Dataset items:
..............................

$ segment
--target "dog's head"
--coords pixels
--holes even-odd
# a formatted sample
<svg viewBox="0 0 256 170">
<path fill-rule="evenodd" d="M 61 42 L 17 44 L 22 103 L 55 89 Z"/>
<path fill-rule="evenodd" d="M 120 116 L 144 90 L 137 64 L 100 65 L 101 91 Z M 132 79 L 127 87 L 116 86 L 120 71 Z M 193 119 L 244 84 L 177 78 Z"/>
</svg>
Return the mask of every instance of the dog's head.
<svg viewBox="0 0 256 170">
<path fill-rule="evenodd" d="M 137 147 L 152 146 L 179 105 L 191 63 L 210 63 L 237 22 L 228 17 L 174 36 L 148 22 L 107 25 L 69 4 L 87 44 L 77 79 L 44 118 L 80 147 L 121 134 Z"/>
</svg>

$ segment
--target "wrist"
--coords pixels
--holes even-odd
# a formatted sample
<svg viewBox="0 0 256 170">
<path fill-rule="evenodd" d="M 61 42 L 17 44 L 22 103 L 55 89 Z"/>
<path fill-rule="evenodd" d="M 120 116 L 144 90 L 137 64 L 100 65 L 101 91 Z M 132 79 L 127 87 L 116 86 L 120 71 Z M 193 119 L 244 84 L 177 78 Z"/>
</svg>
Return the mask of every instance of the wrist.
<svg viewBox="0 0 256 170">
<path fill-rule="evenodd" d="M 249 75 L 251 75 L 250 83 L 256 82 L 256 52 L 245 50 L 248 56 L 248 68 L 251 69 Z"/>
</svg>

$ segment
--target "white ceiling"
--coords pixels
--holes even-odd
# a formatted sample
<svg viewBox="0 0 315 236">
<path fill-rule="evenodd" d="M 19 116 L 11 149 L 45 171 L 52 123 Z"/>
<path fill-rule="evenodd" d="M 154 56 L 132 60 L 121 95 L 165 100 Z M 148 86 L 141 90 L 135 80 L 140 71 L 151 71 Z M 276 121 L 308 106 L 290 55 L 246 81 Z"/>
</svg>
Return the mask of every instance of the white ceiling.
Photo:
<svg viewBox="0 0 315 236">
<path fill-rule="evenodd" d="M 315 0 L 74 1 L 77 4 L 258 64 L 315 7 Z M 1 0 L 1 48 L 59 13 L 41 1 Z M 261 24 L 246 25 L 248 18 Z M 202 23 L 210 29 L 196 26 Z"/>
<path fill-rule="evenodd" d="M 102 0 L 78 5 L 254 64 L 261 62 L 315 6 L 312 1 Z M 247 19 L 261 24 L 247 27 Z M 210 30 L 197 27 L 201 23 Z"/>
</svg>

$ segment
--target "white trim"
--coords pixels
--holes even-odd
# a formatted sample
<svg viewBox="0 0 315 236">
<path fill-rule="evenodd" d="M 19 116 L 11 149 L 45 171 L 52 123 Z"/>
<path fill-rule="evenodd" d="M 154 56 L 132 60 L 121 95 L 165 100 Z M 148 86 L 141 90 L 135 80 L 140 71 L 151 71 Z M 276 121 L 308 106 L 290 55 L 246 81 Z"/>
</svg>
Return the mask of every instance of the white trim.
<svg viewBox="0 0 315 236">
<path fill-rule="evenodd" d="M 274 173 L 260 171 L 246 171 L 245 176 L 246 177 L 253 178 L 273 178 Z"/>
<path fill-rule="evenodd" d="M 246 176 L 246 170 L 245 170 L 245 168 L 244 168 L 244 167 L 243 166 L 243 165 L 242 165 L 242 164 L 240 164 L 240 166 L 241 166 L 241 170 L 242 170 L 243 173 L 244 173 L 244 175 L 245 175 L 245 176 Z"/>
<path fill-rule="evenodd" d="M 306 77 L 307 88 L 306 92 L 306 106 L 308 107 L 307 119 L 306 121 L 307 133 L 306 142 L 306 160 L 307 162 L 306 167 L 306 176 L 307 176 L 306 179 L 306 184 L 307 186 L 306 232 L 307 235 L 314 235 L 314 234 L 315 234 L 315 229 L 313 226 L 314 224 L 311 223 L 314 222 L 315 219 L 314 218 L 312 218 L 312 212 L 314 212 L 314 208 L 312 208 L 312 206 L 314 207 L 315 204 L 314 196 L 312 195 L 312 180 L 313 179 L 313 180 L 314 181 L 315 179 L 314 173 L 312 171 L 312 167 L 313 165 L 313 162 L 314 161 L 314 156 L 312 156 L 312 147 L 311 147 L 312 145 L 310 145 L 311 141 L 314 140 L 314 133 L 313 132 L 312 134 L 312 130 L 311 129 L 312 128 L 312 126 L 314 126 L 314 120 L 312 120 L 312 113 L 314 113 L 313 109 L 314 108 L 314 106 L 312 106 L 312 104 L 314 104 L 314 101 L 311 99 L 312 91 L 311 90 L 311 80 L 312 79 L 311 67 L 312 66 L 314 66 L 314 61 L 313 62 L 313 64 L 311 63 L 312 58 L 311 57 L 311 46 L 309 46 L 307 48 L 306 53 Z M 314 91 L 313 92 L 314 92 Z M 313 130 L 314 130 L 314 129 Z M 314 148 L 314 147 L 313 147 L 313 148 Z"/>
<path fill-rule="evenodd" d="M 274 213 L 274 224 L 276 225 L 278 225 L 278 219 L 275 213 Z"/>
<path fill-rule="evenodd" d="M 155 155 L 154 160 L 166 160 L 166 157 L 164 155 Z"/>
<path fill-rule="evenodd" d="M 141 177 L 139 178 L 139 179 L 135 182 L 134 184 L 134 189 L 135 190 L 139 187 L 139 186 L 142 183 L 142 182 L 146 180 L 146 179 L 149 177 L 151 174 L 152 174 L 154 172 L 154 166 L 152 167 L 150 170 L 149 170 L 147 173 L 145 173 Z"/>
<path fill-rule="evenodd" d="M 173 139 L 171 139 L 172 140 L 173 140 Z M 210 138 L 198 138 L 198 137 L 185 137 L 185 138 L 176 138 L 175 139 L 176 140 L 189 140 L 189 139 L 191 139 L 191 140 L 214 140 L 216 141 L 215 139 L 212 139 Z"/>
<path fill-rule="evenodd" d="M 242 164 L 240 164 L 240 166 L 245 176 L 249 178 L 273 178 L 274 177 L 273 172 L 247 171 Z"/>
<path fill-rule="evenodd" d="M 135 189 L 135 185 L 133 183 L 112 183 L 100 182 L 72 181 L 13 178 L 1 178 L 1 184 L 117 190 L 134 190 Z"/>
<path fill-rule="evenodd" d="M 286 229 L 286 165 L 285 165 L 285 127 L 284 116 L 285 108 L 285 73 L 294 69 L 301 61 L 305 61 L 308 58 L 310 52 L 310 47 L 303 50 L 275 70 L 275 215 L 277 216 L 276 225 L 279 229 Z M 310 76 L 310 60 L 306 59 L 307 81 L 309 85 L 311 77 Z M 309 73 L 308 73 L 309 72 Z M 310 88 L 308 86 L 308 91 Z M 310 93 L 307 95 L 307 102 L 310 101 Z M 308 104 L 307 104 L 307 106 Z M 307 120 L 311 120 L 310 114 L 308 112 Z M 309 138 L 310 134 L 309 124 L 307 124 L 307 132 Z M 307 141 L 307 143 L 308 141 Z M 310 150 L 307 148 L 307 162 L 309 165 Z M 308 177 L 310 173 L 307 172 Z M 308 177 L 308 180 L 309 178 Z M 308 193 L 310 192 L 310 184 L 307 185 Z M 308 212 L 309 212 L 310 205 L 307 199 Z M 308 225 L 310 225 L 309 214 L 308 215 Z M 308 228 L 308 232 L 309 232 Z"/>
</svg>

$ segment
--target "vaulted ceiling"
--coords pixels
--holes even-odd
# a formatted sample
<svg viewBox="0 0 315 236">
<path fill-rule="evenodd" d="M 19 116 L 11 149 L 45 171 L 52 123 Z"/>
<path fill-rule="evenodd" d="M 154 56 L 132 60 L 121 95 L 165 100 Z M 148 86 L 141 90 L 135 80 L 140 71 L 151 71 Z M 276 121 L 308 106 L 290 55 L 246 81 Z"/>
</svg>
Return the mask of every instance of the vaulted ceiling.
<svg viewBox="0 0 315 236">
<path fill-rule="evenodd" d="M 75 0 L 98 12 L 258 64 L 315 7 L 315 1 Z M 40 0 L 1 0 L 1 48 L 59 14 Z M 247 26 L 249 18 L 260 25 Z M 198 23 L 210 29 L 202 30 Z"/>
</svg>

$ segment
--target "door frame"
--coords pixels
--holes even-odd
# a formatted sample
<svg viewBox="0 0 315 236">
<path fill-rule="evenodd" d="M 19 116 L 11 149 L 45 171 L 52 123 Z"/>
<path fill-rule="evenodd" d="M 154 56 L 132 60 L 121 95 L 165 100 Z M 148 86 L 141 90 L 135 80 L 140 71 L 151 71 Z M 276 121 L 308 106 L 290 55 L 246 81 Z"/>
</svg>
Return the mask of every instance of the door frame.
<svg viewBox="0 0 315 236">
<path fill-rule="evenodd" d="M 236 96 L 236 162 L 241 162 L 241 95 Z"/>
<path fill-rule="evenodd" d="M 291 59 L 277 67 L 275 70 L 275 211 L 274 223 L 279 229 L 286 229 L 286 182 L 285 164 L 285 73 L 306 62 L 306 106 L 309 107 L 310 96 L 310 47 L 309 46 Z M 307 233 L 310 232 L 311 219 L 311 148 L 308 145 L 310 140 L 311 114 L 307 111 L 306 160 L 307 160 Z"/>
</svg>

..............................

Extract every line of the material that contains the string "door", treating uppercase and lowercase as different.

**Response below**
--target "door frame"
Return the mask of every instance of the door frame.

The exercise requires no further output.